-------- Passage to read --------

Saturday, August 27, 2011

Batten Down the Hatches!!

We're always preparing for some upcoming storm, it seems.
Right now, hurricane Irene is on its way and after watching the news and talking to a few friends, I began to wonder if I should be preparing in some way.  Truth is, my only concern is how I'm going to make coffee if the power goes out.  Feeling a little restless, I decided to confront the worst part of the storm, visiting the grocery store.  People here have clearly lost their minds!  Racing through the aisles, carts overflowing with cases of water, toilet paper, and bread, the customers expressions were something like manic zombies.  I had a basket and tried to figure out what to buy, but I only ended up with a six-pack of water and the ingredients for chocolate chip cookies.  I'm from Maryland.  I don't know how to prepare for a hurricane!  I make cookies when we have a snow storm, so it seemed somewhat logical.
I've spent the summer preparing to remodel, preparing to move, preparing for vacation, and lately preparing to go back to school to teach fifty kids a day how to read and write. This week I faced my biggest challenge of them all and prepared to be very, very bored at an inservice for teachers.

-------- Excerpted data --------

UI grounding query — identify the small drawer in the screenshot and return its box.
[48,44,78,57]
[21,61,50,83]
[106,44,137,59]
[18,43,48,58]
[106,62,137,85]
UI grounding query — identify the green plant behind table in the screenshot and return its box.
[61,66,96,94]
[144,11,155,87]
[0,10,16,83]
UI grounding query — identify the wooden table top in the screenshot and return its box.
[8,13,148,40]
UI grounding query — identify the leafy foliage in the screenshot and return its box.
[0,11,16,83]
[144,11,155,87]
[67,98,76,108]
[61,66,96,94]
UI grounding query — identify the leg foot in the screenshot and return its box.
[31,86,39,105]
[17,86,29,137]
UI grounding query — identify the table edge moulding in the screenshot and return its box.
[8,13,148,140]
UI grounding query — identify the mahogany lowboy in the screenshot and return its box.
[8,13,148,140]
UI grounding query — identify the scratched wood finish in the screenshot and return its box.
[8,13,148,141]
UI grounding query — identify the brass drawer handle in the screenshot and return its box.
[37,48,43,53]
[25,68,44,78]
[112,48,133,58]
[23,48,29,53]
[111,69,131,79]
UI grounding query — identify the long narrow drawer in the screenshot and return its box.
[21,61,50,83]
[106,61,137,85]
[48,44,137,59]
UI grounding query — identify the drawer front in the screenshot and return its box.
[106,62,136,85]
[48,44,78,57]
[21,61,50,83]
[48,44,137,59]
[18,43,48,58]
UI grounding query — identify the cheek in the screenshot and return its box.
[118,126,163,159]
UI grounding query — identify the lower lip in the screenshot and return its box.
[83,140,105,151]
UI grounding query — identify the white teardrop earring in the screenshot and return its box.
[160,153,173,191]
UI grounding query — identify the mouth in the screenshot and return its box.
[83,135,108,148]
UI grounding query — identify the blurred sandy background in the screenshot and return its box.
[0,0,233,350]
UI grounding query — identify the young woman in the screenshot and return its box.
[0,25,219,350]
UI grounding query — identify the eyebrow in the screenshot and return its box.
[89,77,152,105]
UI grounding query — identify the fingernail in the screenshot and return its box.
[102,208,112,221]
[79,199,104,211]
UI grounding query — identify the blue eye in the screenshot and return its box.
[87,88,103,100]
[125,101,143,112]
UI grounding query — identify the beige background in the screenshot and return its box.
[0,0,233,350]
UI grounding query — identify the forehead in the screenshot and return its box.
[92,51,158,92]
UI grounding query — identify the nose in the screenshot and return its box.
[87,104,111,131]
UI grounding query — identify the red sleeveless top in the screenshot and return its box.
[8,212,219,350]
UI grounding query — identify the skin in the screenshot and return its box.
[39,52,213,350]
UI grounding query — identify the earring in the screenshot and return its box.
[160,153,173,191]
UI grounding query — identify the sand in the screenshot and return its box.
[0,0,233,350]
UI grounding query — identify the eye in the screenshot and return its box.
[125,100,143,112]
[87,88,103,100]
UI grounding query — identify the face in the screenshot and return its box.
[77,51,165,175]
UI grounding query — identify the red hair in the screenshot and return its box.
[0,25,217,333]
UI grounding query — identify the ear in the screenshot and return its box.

--------

Exercises:
• a. Answer these questions using the blog post about Hurricane Irene:
(i) What two things did the writer leave the grocery store with?
(ii) What state is the writer from?
(iii) How many kids a day will the writer teach to read and write?
• b. Write the next part of the blog post about Hurricane Irene, starting after its final sentence.

Written responses:
• a.
(i) A six-pack of water and the ingredients for chocolate chip cookies.
(ii) Maryland.
(iii) Fifty.

• b.
Anyone who has suffered through days of professional development meetings understands how mind numbing they can be.  I'm bad at being bored.  I doodle cockamamie portraits, imagine outrageous scenarios, and get extremely silly with something like "church giggles" erupting uncontrollably.  It's embarrassing.  Yesterday, after hours of listening to Charlie Brown's teacher-types lecturing about six types of syllables, phonemes and graphemes, I couldn't take it anymore.  A few of the presenters had prepared to liven up the experience by having a raffle during the session where the lucky chosen one could win a pencil or pack of post-its.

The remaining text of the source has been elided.